Exercise:
Reproduce all of the lines below, switching every "one point per instance" to "one point per object" and leaving everything else unchanged. Omit the pictures from your output.

Entries shown:

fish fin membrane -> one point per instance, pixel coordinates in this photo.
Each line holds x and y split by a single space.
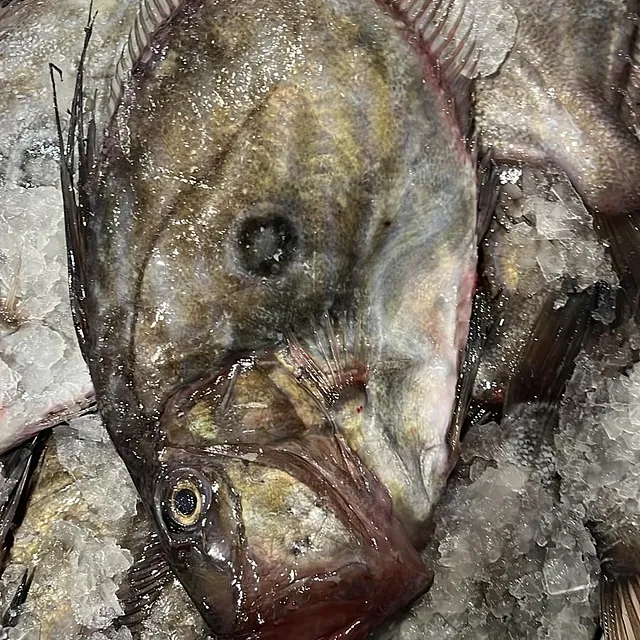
144 581
488 193
555 340
622 234
484 315
336 360
620 608
151 15
19 471
449 51
75 172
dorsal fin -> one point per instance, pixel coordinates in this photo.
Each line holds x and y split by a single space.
435 28
151 15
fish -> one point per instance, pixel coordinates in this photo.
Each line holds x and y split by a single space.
272 255
43 378
567 95
74 554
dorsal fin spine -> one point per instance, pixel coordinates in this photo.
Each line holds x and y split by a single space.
152 14
430 27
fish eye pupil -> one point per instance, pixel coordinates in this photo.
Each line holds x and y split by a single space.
185 502
266 244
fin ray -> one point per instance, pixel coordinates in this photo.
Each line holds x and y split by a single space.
620 608
152 14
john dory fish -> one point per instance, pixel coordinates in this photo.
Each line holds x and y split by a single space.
273 253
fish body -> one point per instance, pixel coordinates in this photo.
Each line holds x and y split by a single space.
273 254
561 97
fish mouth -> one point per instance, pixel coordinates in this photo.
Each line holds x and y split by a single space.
345 596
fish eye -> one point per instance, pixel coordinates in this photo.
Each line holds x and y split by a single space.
266 245
184 505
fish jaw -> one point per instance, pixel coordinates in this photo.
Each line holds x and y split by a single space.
297 537
375 571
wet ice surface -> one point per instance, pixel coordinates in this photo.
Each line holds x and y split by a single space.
541 246
81 510
41 369
512 555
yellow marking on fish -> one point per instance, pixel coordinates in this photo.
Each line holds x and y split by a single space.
201 422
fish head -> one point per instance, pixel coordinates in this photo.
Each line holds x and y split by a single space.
265 168
269 517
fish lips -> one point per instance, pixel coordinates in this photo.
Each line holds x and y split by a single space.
340 597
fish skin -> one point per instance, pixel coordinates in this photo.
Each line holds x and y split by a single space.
557 98
301 130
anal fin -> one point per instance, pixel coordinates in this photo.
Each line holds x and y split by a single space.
620 608
145 580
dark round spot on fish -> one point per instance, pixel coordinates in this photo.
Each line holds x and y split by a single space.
185 502
267 245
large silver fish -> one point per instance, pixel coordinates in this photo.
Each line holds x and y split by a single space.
273 253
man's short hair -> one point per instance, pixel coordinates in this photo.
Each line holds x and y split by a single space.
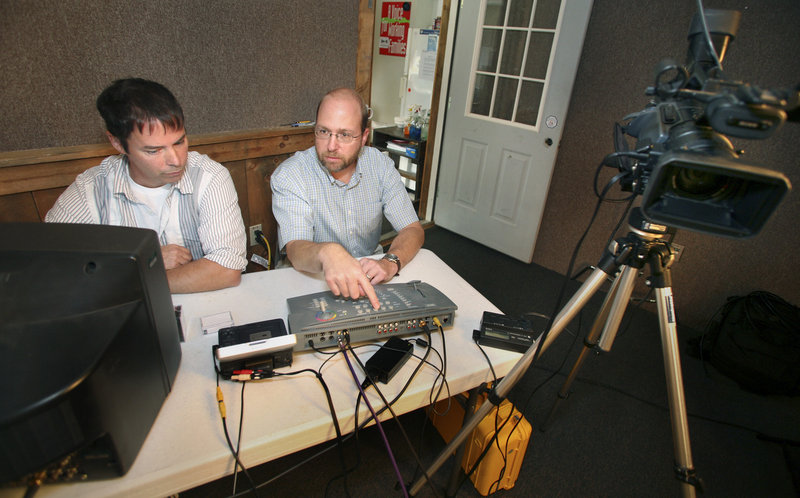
366 111
135 101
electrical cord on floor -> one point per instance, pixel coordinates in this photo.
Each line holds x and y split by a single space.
261 239
239 436
234 452
377 420
387 406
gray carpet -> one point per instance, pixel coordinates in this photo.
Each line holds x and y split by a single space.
610 437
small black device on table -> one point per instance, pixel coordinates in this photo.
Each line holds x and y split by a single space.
254 346
504 332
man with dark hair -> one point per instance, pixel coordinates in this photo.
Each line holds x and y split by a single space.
155 182
330 199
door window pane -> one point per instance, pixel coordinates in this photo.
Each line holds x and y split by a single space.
529 101
495 13
513 57
490 49
520 13
513 50
482 94
505 99
546 16
538 55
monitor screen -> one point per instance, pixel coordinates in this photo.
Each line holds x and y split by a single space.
89 346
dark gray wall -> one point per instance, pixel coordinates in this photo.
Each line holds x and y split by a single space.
233 64
624 41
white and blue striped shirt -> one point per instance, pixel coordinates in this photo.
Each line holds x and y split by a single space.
309 204
201 211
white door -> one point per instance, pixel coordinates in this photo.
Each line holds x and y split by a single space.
514 64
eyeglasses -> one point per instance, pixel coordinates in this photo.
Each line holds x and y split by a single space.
345 137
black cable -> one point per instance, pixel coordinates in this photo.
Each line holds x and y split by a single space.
375 417
394 415
239 437
223 416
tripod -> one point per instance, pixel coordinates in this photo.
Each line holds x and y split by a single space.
644 245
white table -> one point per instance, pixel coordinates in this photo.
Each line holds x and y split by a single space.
186 446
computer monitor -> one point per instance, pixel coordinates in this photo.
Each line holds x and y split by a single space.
89 348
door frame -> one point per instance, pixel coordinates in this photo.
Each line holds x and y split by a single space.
366 30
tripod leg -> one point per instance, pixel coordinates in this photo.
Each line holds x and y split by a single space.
684 467
607 321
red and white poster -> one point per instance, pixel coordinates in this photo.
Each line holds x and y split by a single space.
395 17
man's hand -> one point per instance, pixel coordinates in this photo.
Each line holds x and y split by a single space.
378 270
175 256
343 272
345 276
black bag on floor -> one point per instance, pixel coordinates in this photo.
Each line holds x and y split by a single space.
755 340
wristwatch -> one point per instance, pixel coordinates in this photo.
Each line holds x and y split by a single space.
394 259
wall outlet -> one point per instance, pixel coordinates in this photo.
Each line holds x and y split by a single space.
252 232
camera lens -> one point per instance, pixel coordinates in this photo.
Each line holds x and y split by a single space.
702 185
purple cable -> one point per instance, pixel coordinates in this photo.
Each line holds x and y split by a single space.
377 422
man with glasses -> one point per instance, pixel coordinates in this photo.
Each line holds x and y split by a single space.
330 199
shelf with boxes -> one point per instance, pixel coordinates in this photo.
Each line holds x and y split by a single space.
408 156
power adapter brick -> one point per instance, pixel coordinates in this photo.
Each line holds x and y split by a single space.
386 361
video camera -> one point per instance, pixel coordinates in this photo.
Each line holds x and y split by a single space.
683 164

Exercise response:
fish fin membrane -> one point per object, pixel coordinates in this photo.
Each line holds x and y split by a single space.
144 581
488 193
555 340
622 234
484 315
336 360
620 608
151 15
19 471
449 51
75 172
dorsal fin -> one point per object, pixel coordinates in this photo.
Each line holds x and y split by a single space.
435 28
151 15
fish -> one point per object, pixel coordinates in this photo.
Each line holds x and y split by a single space.
272 255
43 378
567 95
74 554
dorsal fin spine -> one point per object, pixel coordinates in this photo.
Each line holds x and y split by a single space.
152 14
430 27
fish eye pupil -> one point per object, pixel coordinates in this photo.
Each line holds x and y split by a single space.
185 502
266 244
fin ray -> one point per object, pixel coordinates in this photo.
Each line holds x and y split by a single space.
620 608
152 14
john dory fish -> one point per object, pixel coordinates in this photo.
Each line holds x and y split by a single space.
273 253
fish body -> one point per object, pixel coordinates in this photo.
Each line holds x and y split by a single space.
273 254
561 97
fish mouth -> one point per object, pixel coordinates in this photo.
Each line holds x and y split by a single space.
345 596
fish eye -> one point per object, pixel coordinates in this photo.
Each line holds x and y split by a single space.
266 245
184 505
fish jaw -> one point per object, pixel coordinates in this photo.
Each line holds x and y split by a single space.
297 537
375 571
wet ice surface -> one point per object, pixel coordinates in this photo.
Each line holds x and y split by a single space.
541 246
81 510
41 369
512 555
yellow marking on fish -> one point per object, pixel coordinates in this photo.
Each line holds x and y split by a single space.
201 422
fish head -> one point per object, pixel coordinates in this photo.
Each line holds x and y split by a single space.
265 168
269 517
fish lips -> one point per object, pixel coordinates in this photo.
Each line holds x and y split by a single space.
340 597
fish skin -> one point per object, pixel coordinates in this photo.
Each line holds x and y split by a single space.
557 98
301 130
anal fin -> one point per object, pixel coordinates in this photo.
Each line holds x and y split by a single space.
620 608
145 580
dark round spot on fish -> one point per object, pixel coordinates in this photo.
Each line holds x and y split by a single space.
185 502
267 245
large silver fish -> one point per object, pixel coordinates in this photo.
Each line holds x and y split by a single space.
273 253
man's short hair -> one point per object, pixel coordinates in this photo.
Each line holds x and y split by a single space.
366 111
135 101
electrical cord on floor -> one point per object, pixel coordinates in this photo.
Each line holds x and y split by a single space.
261 239
239 436
234 452
377 420
387 406
gray carpet -> one point per object, pixel coordinates in this photo.
Each line holds x and y split by a single space.
610 437
small black device on table -> one point per object, pixel coordinates in this photo.
Each line holds x and y split by a single space.
254 346
504 332
man with dark hair -> one point per object, pixel coordinates in this photo.
Each line holds x and y split by a single space.
155 182
330 199
door window pane -> one point per object, pixel coordinates in this photo.
Each line holds x and y split by a single space.
529 101
495 13
513 57
490 49
520 13
513 50
482 94
505 99
546 16
538 55
monitor screen -> one point per object, pixel coordinates in this photo.
Each line holds x and y split by a single space.
89 346
dark gray wall -> one point per object, pixel coordinates in this photo.
Each line holds x and y split by a single space.
233 64
624 41
white and blue striped shirt -> one point per object, pixel coordinates in this photo.
Each line holds x and y split by a single space.
309 204
201 211
white door -> one point per object, pixel coordinates in this photo.
Each line holds x and y split by a single space.
514 64
eyeglasses -> one point per object, pixel coordinates in this photo.
Each line holds x and y split by a single space.
345 137
black cable -> one point per object, pixel coordinates in this photo.
Each line holds x and y split by a single space.
375 417
394 415
239 437
223 416
tripod -> one point per object, pixel coordinates in this photo.
Each line holds x and y split by a single space.
644 245
white table -> one point per object, pixel coordinates in this photo.
Each line holds x and y split by a single space.
186 446
computer monitor -> one point per object, pixel coordinates in this photo.
Each line holds x and y split by a single space.
89 348
door frame -> one point per object, pixel coordinates in this photo.
Each line holds x and y split by a single space.
366 30
tripod leg -> one point per object, pixel coordinates in this photo.
Each line holds x and y split by a single space.
684 467
607 321
red and white poster -> one point per object, pixel coordinates in this photo.
Each line holds x and y split by a single space.
395 17
man's hand -> one point per object, pixel coordinates in this photo.
Each line holds x and y split by a single space.
378 270
175 256
343 272
345 276
black bag on floor -> one point per object, pixel coordinates in this photo.
Each line holds x and y split by a single space.
755 340
wristwatch -> one point per object, pixel coordinates in this photo.
Each line holds x and y split by a single space.
394 259
wall outlet -> one point per object, pixel coordinates in this photo.
Each line holds x and y split by a single space.
252 232
camera lens -> one point per object, pixel coordinates in this photo.
Each line holds x and y split by a single space.
702 185
purple cable -> one point per object, pixel coordinates in this photo.
Each line holds x and y split by a single space.
377 422
man with glasses -> one point per object, pixel coordinates in this photo.
Each line holds x and y split by a single space.
330 199
shelf with boxes -> one point per object, pixel coordinates in this photo.
Each line holds x and y split by a single space.
408 156
power adapter brick -> one point per object, pixel coordinates in this photo.
Each line holds x and y split by a single space.
386 361
video camera -> one point per object, pixel coordinates in this photo.
Each line holds x and y split by a single space.
683 164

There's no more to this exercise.